→ **The records**
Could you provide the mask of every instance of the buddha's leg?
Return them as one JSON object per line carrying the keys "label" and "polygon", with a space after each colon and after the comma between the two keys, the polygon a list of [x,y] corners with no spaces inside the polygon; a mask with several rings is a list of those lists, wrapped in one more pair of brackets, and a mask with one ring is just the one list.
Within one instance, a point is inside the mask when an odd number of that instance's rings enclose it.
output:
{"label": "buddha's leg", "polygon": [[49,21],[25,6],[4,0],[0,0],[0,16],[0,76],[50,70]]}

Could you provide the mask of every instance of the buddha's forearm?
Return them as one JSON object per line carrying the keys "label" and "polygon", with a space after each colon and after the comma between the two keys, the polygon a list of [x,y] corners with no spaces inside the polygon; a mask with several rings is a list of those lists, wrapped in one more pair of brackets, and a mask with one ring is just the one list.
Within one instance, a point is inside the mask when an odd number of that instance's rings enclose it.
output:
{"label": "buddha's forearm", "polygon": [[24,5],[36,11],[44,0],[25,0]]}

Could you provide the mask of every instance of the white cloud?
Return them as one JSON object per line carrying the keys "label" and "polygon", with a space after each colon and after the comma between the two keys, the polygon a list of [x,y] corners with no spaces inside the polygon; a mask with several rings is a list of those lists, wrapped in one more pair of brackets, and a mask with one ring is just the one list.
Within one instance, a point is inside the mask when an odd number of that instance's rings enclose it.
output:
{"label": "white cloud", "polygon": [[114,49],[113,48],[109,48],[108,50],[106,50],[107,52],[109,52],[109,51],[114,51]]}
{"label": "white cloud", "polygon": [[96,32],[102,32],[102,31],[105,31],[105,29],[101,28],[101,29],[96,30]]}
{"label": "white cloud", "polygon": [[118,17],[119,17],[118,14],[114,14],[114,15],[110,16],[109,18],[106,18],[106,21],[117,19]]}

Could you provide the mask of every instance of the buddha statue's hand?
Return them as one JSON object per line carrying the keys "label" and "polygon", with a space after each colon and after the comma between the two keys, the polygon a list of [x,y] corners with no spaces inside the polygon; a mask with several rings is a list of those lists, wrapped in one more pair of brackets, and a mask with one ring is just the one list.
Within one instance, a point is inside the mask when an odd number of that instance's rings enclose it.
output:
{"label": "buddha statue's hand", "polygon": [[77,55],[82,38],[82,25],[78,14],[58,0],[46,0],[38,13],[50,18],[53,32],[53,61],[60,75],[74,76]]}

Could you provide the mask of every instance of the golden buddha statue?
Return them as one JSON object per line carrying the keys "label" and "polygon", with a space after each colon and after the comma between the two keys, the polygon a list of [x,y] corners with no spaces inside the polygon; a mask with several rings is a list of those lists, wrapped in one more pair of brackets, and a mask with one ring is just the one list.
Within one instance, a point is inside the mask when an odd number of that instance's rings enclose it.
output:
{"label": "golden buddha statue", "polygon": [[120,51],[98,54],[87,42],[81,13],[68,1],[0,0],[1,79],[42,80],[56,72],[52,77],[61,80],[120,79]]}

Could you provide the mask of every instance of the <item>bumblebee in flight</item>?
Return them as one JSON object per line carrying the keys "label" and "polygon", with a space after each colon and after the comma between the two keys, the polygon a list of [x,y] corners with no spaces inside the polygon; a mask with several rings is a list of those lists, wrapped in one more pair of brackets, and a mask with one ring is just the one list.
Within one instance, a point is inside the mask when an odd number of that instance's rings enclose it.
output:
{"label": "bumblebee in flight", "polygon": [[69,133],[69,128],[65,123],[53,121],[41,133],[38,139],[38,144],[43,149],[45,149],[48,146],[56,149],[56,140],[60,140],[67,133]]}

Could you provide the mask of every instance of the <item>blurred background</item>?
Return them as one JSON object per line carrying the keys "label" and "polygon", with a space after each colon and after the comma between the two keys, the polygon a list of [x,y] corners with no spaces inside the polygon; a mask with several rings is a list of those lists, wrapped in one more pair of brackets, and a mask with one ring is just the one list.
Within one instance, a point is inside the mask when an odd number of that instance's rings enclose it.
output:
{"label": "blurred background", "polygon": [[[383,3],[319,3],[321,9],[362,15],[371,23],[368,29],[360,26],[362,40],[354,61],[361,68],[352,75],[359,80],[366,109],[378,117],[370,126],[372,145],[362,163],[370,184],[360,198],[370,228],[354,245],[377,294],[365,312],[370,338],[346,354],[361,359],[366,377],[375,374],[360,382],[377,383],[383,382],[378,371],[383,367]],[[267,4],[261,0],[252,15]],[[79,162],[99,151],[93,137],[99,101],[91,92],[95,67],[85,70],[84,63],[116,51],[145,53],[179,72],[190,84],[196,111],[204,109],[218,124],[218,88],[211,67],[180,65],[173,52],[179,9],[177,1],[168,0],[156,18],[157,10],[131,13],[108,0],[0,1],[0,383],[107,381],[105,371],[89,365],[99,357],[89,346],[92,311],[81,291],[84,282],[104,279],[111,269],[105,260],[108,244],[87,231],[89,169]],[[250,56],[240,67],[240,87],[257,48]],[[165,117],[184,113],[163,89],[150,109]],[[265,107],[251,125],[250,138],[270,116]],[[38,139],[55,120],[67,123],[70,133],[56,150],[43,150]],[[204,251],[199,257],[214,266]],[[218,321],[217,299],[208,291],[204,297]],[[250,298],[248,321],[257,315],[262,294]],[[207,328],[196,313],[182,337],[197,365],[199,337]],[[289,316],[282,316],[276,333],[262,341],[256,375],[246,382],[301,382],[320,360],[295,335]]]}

→ **Exercise brief**
Reproduce every line of the data above verbatim, from start to finish.

→ **Finished task**
Could you provide the mask of every instance of the buddha's leg?
Return them as one JSON object per line carrying the keys "label" and "polygon", with a space after each colon and after the comma between the two keys, the polygon a list of [x,y] corners with no spaces inside the polygon; a mask with several rings is a list of those lists, wrapped in one more pair of brackets, and a mask with one ring is just the one list.
Within one instance, a point is inside the mask when an odd number of that instance's rings enclose it.
output:
{"label": "buddha's leg", "polygon": [[49,21],[25,6],[4,0],[0,0],[0,16],[0,76],[50,70]]}

Could you provide the mask of every instance of the buddha's forearm?
Return them as one JSON object per line carrying the keys "label" and "polygon", with a space after each colon and after the comma between the two keys, the polygon a list of [x,y] corners with no spaces inside the polygon; a mask with several rings is a list of those lists, wrapped in one more pair of brackets, and a mask with one ring is just the one list.
Within one instance, a point is inside the mask when an odd number of that instance's rings enclose it.
output:
{"label": "buddha's forearm", "polygon": [[24,5],[36,11],[44,0],[25,0]]}

Could you provide the mask of every instance of the white cloud?
Return them as one JSON object per line carrying the keys "label" and "polygon", with a space after each colon and after the comma between the two keys, the polygon a list of [x,y] corners with no spaces inside the polygon; a mask with several rings is a list of those lists, wrapped in one more pair of brackets, and a mask with one ring is just the one list.
Within one instance, a point is inside the mask when an odd number of that instance's rings enclose it.
output:
{"label": "white cloud", "polygon": [[114,49],[113,48],[109,48],[108,50],[106,50],[107,52],[109,52],[109,51],[114,51]]}
{"label": "white cloud", "polygon": [[96,32],[102,32],[102,31],[105,31],[105,29],[101,28],[101,29],[96,30]]}
{"label": "white cloud", "polygon": [[118,17],[119,17],[118,14],[114,14],[114,15],[110,16],[109,18],[106,18],[106,21],[117,19]]}

Could you provide the mask of every instance of the buddha statue's hand?
Return them as one JSON object per line carrying the keys "label" and "polygon", with a space after each colon and after the comma between the two keys, the polygon a list of [x,y] corners with no spaces inside the polygon; a mask with several rings is a list of those lists, wrapped in one more pair of brackets, and a mask with one ring is just the one list.
Within one instance, a point is inside the mask when an odd number of that instance's rings enclose it.
output:
{"label": "buddha statue's hand", "polygon": [[77,55],[82,38],[82,25],[78,14],[58,0],[46,0],[38,13],[50,18],[53,32],[53,61],[60,75],[74,76]]}

Could you provide the mask of every instance of the golden buddha statue?
Return them as one JSON object per line carrying the keys "label" and "polygon", with a space after each colon and after the comma between the two keys, the polygon a list of [x,y] corners with no spaces inside the polygon; a mask with several rings is a list of those lists, wrapped in one more pair of brackets, and a mask with one ring is just the one list.
Within one instance, a point is inside the mask when an odd number of that instance's rings enclose it.
output:
{"label": "golden buddha statue", "polygon": [[120,51],[98,54],[87,42],[81,13],[68,1],[0,0],[1,79],[42,80],[56,72],[52,77],[61,80],[120,79]]}

Could you provide the mask of every instance of the <item>bumblebee in flight</item>?
Return them as one JSON object per line carrying the keys "label" and "polygon", with a space after each colon and after the comma between the two keys, the polygon a list of [x,y] corners with no spaces inside the polygon; a mask with several rings is a list of those lists, wrapped in one more pair of brackets, and a mask with one ring is just the one list.
Within one instance, a point is inside the mask when an odd number of that instance's rings enclose it.
output:
{"label": "bumblebee in flight", "polygon": [[69,133],[69,128],[65,123],[53,121],[41,133],[38,139],[38,144],[43,149],[45,149],[48,146],[56,149],[56,140],[60,140],[67,133]]}

Could you provide the mask of every instance of the <item>blurred background</item>?
Return them as one JSON object per line carrying the keys "label" and "polygon", with a space after each colon and after the comma between the two keys, the polygon a list of [x,y] corners with no spaces inside the polygon; a mask with several rings is a list of those lists, wrapped in one more pair of brackets, and a mask with one ring is just the one list.
Within one instance, a point is inside the mask when an odd number of that instance's rings enclose it.
output:
{"label": "blurred background", "polygon": [[[383,3],[319,3],[321,9],[362,15],[371,23],[368,29],[360,26],[362,40],[354,61],[361,68],[352,75],[359,80],[366,109],[378,117],[370,126],[372,145],[362,163],[370,184],[360,198],[370,228],[354,245],[377,294],[365,312],[370,338],[346,354],[361,359],[366,377],[375,374],[360,382],[377,383],[383,382],[378,371],[383,367]],[[267,4],[261,0],[252,15]],[[79,162],[99,151],[93,137],[99,101],[91,92],[95,67],[85,70],[84,63],[116,51],[145,53],[179,72],[190,84],[196,111],[204,109],[218,124],[218,88],[211,67],[180,65],[173,52],[179,9],[177,1],[168,0],[156,18],[157,10],[131,13],[108,0],[0,1],[0,383],[107,381],[105,371],[89,365],[99,357],[89,346],[92,311],[81,291],[84,282],[104,279],[111,269],[105,260],[108,244],[87,231],[89,169]],[[250,56],[240,67],[240,87],[257,48]],[[165,117],[184,113],[163,89],[150,109]],[[265,107],[251,125],[250,138],[270,116]],[[38,139],[55,120],[67,123],[70,133],[56,150],[43,150]],[[204,251],[199,257],[214,266]],[[218,321],[217,299],[208,291],[204,297]],[[250,298],[248,321],[257,315],[262,294]],[[207,328],[196,313],[182,337],[197,365],[199,337]],[[289,316],[282,316],[276,333],[262,341],[256,375],[246,382],[301,382],[320,360],[295,335]]]}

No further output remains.